### TEXT ZUR DURCHSICHT
Während die gesamte Bevölkerung unter der kriminellen Untätigkeit der Regierungen leidet, sind die Schwächsten der Gesellschaft besonders betroffen. Flüchtlinge, die an der bosnischen Grenze zum EU-Mitglied Kroatien unter menschenunwürdigen Bedingungen ausharren, sind dem Virus schutzlos ausgeliefert.

Wie die Nachrichtenagentur AP berichtet, sind in nur einem einzigen Camp innerhalb von zwei Wochen 147 Infektionen registriert worden. Dabei gibt dies wohl nur einen kleinen Einblick in das tatsächliche Infektionsgeschehen. Mehr als 6000 Menschen warten entlang der Grenze auf die Einreise nach Kroatien. Nur ein Teil von ihnen ist in den offiziellen Camps untergebracht, viele leben in verlassenen Häusern oder selbst errichteten Zeltlagern entlang der Grenze. Sanitäre Einrichtungen oder medizinische Versorgung gibt es hier nicht.

Neben der gesundheitlichen Gefährdung hat die anhaltende Pandemie für die Bevölkerung massive wirtschaftliche Folgen. Laut einem Unicef-Bericht mussten 24 Prozent der Haushalte im letzten Jahr mit weniger Einkommen als vor der Pandemie leben. 13 Prozent der Befragten können sich keine notwendige Gesundheitsversorgung mehr leisten. Für 63 Prozent jener, die bereits vor der Pandemie als arm galten, hat sich die Situation weiter verschlechtert, für 20 Prozent von ihnen sogar extrem.

Extrahierte Dateneinträge:

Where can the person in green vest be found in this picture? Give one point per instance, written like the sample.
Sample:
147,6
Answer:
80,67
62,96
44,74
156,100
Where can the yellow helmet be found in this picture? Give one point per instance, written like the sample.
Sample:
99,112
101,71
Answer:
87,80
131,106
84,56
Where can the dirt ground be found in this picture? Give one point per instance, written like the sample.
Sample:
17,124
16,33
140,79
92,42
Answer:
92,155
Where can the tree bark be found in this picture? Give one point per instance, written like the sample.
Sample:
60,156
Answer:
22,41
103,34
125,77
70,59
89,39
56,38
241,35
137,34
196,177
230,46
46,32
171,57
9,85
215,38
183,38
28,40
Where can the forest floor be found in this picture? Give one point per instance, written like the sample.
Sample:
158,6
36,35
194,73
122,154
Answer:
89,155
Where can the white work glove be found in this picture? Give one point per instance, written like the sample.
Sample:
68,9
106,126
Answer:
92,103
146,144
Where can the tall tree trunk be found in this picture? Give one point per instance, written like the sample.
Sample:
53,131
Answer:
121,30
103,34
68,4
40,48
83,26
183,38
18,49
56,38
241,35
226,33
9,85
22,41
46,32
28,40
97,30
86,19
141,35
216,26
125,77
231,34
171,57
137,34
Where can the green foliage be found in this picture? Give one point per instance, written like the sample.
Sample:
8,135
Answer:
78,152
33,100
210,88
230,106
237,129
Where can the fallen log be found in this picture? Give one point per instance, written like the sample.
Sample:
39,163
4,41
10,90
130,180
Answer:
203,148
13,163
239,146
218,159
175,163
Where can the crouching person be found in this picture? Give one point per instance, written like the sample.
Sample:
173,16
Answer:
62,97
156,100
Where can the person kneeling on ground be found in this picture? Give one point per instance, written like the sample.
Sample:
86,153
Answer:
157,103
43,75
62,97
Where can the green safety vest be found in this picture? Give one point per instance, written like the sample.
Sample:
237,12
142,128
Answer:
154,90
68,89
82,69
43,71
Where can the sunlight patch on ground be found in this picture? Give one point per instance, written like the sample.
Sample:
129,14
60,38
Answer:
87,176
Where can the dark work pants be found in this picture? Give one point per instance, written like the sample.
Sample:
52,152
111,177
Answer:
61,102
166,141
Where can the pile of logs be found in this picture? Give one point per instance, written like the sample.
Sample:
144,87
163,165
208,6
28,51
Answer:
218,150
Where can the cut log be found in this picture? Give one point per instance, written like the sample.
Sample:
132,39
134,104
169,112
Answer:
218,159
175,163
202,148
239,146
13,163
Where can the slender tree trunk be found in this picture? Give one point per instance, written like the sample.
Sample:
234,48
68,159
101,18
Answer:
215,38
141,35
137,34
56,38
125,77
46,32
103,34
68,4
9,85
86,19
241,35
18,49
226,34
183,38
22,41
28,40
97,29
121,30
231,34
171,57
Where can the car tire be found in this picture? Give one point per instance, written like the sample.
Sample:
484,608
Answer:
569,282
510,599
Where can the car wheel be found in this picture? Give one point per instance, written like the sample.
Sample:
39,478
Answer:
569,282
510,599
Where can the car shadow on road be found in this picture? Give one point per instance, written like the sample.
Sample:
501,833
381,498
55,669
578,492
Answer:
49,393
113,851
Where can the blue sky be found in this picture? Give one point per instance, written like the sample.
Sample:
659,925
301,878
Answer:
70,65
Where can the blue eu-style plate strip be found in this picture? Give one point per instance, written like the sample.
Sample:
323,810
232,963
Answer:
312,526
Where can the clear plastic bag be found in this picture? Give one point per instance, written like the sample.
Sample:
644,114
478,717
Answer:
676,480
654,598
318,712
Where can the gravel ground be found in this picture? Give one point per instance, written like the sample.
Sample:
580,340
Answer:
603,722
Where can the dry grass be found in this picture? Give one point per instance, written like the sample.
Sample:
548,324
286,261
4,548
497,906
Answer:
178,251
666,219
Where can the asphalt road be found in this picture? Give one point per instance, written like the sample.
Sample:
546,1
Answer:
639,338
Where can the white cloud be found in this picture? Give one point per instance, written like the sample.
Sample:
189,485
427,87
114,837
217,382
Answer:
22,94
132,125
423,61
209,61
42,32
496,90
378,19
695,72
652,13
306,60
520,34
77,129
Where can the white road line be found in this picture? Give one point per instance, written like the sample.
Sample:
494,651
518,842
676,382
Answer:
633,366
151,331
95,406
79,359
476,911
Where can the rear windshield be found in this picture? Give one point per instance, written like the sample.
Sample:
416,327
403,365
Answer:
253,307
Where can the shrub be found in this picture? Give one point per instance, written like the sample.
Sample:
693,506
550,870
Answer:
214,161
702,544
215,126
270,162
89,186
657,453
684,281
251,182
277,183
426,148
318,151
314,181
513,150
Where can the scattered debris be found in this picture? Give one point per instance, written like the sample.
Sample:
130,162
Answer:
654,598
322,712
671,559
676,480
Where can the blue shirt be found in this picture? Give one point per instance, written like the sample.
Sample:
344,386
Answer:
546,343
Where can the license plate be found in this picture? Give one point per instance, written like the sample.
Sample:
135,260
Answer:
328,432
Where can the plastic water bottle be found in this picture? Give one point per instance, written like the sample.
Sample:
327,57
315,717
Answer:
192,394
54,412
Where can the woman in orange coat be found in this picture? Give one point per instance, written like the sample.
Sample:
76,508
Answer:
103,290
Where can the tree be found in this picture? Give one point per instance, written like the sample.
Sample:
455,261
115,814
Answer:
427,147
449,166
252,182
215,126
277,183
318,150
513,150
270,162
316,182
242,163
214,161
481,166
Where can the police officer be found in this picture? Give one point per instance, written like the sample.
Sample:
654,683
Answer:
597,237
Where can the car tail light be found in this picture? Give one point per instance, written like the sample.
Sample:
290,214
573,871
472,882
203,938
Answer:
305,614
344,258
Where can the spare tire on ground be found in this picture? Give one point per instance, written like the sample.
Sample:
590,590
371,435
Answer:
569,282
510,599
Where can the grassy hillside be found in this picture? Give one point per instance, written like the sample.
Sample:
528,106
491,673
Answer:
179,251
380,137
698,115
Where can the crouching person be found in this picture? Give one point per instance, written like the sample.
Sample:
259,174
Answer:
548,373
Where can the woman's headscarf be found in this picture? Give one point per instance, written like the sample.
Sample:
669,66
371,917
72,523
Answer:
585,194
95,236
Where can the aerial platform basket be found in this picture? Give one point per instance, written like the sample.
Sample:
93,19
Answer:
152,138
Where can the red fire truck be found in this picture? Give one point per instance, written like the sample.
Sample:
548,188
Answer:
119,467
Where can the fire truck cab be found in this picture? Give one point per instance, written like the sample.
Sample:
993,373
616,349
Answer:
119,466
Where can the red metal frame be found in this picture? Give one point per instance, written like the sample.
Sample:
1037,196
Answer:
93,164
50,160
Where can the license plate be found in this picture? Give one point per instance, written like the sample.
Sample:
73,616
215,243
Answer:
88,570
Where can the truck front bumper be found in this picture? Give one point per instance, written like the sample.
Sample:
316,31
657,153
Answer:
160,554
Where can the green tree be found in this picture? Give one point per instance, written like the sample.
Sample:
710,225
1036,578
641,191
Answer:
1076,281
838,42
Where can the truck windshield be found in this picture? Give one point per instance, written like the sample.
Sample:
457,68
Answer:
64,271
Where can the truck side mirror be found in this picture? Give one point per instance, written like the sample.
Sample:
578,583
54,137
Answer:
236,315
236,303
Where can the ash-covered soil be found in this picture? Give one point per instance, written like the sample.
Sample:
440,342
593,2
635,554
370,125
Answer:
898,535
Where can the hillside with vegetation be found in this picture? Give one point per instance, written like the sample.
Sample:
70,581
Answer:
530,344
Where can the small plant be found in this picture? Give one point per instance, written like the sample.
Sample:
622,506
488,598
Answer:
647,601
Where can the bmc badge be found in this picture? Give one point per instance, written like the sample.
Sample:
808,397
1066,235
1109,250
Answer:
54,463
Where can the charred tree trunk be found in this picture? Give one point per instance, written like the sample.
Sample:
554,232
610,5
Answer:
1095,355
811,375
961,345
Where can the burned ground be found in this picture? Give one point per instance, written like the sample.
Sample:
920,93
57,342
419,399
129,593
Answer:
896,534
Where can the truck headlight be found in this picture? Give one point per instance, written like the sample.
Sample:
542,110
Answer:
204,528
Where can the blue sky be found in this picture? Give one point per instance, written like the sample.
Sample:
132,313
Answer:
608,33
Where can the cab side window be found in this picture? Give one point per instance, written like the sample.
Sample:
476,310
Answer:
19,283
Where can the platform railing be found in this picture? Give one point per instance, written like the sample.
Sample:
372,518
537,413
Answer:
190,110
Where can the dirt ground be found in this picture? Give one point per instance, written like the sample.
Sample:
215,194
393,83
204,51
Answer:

### AUFGABEN
[1] Schreiben Sie aus dem Text über die Flüchtlinge an der bosnischen Grenze den Abschnitt von „Neben der gesundheitlichen“ bis einschließlich „ihnen sogar extrem.“ wortgetreu ab.
[2] Wie viele Infektionen wurden laut dem Text über die Flüchtlinge an der bosnischen Grenze in einem einzigen Camp innerhalb von zwei Wochen registriert?

### LÖSUNGEN
[1]
Neben der gesundheitlichen Gefährdung hat die anhaltende Pandemie für die Bevölkerung massive wirtschaftliche Folgen. Laut einem Unicef-Bericht mussten 24 Prozent der Haushalte im letzten Jahr mit weniger Einkommen als vor der Pandemie leben. 13 Prozent der Befragten können sich keine notwendige Gesundheitsversorgung mehr leisten. Für 63 Prozent jener, die bereits vor der Pandemie als arm galten, hat sich die Situation weiter verschlechtert, für 20 Prozent von ihnen sogar extrem.

[2] 147 Infektionen.